● DIRECTIVE 1: In the passage on prosecuting ISIS, which four qualities of statehood does international law recognize?
* BEGIN SELECTED TEXT *
And there lies the hurdle as there is no established universal definitional of
terrorists or terrorism because many nations affected by terrorism have
vastly divergent definitions of terrorism and some do not make attacks against
civilians central to their crimes. This is no different from an international
legal perspective.15
For example, the Rome Statute of the International Criminal Court (ICC) seeks
to place terrorism as a species of a larger “crime against humanity”
rather than criminalize it outright, and as there is no stated universal
definition of terrorism, it is not possible for ICC to define ISIS in terms of
terrorist organization. And as terrorism has not been directly recognised in
Rome Statue, acquiring the subject matter jurisdiction is also little tough,
though ISIS activities have been classified as genocide and crime against
humanity, but a direct classification as terrorism would have granted more
authority to ICC16

Even the definitions of transnational belligerence do not seem to cover ISIS. A
Non-International Armed Conflict (NIAC) is interpreted though the wording of
Common Article 3 of the 1949 Geneva Conventions and the law relating to
International Armed Conflict17
is covered in Protocol Additional to the Geneva Conventions (II) and Relating to the Protection of Victims of
International Armed Conflicts18,
but both the above mentioned provisions’ definitions fall short in the
transnational belligerency context because the above mentioned provisions were
designed to address cases of internal rebellion by guerillas, not by
transnational terrorist organizations such as ISIS.19

ISIS doesn’t seem to fit in the definition of state
also. International law recognizes that there are four prerequisite qualities
of statehood: territory, population, government, and recognition. The presence
of territory, population, and government are questions of fact. A prospective
State shows territory by examining the physical territory that the prospective
state claims. The population that a State claims is the population that resides
in the territory. If there is a segment of the population that organizes the
affairs of the rest of the population and deals with the governments of other
states, then a government exists as well. Arguably, neither Iraq nor Syria
retains territorial sovereignty in the areas controlled by ISIS since neither
State can exercise peaceful and effective control over the territories and
populations that ISIS controls. Likewise, ISIS cannot exercise peaceful and
effective control because ISIS only maintains dominion over its population and
territory by force. Since Iraq and Syria both lack peaceful and effective
control of the territory that ISIS controls, it is unlikely that either can or
would attempt to exert territorial jurisdiction over the offenses against
aliens that occur in ISIS’s territory. While ISIS holds itself out as a State
and Abu Bakr al-Baghdadi claims to be the caliph of a caliphate that should
command international personhood, but the reality is that ISIS falls far short of truly possessing legitimate Statehood.20

For prosecution and punishment of ISIS leaders, it is imperative to capture them, but as
of now it does not seem very possible because the US or Russian military are
far from capturing of leaders of ISIS. With such big army and weapons at their
helm, ISIS has been second to no terrorist organisation in terms of its power
and terror, and without capturing of ISIS leaders, justice would not be served.21
Another hurdle in prosecution of ISIS is lack of support from Syria in
investigation, as mentioned earlier the Syrian Govt. itself has been accused of
war crimes, there seems so possibility that they will help the ICC in
investigation against ISIS, because for them it might end as equivalent to
submitting evidence against itself to ICC.
* END SELECTED TEXT *
* BEGIN RECORDS SHOWN *
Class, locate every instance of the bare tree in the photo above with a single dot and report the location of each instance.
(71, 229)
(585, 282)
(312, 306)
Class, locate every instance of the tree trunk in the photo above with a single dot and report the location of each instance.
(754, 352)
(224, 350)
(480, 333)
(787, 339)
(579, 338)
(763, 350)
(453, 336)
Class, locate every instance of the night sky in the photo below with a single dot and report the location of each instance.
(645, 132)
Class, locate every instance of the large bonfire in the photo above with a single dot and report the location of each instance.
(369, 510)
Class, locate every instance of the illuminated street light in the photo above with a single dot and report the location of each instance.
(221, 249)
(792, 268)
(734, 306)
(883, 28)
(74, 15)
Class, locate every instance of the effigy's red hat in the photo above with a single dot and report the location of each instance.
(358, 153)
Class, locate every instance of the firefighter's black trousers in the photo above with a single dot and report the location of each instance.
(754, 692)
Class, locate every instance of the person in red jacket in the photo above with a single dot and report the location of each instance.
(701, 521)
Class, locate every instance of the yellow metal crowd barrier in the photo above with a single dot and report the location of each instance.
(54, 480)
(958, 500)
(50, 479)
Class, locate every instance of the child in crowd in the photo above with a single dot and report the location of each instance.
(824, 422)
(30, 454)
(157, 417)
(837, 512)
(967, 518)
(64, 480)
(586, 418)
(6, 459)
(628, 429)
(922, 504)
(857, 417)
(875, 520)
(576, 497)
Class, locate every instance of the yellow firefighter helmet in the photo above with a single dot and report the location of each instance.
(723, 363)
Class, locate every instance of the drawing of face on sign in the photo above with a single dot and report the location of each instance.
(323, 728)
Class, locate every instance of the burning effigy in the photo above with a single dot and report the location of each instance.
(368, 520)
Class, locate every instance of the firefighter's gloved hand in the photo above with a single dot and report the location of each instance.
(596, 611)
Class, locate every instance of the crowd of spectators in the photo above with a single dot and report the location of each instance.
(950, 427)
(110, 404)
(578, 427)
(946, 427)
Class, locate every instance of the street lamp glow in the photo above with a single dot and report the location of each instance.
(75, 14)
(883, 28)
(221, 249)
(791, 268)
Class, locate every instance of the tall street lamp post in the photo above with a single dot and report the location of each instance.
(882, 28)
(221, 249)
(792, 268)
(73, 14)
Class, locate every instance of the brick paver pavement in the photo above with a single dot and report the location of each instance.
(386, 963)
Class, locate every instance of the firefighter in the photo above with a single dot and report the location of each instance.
* END RECORDS SHOWN *
● DIRECTIVE 2: Render the rows as a Markdown table with the columns No. and Line. Start with the line containing "Class, locate every instance of the yellow firefighter", continue through the final line of the rows, and leave out any blank lines.

● CORRECT ANSWER 1: Territory, population, government, and recognition.

● CORRECT ANSWER 2:
| No. | Line |
|---|---|
| 1 | Class, locate every instance of the yellow firefighter helmet in the photo above with a single dot and report the location of each instance. |
| 2 | (723, 363) |
| 3 | Class, locate every instance of the drawing of face on sign in the photo above with a single dot and report the location of each instance. |
| 4 | (323, 728) |
| 5 | Class, locate every instance of the burning effigy in the photo above with a single dot and report the location of each instance. |
| 6 | (368, 520) |
| 7 | Class, locate every instance of the firefighter's gloved hand in the photo above with a single dot and report the location of each instance. |
| 8 | (596, 611) |
| 9 | Class, locate every instance of the crowd of spectators in the photo above with a single dot and report the location of each instance. |
| 10 | (950, 427) |
| 11 | (110, 404) |
| 12 | (578, 427) |
| 13 | (946, 427) |
| 14 | Class, locate every instance of the street lamp glow in the photo above with a single dot and report the location of each instance. |
| 15 | (75, 14) |
| 16 | (883, 28) |
| 17 | (221, 249) |
| 18 | (791, 268) |
| 19 | Class, locate every instance of the tall street lamp post in the photo above with a single dot and report the location of each instance. |
| 20 | (882, 28) |
| 21 | (221, 249) |
| 22 | (792, 268) |
| 23 | (73, 14) |
| 24 | Class, locate every instance of the brick paver pavement in the photo above with a single dot and report the location of each instance. |
| 25 | (386, 963) |
| 26 | Class, locate every instance of the firefighter in the photo above with a single dot and report the location of each instance. |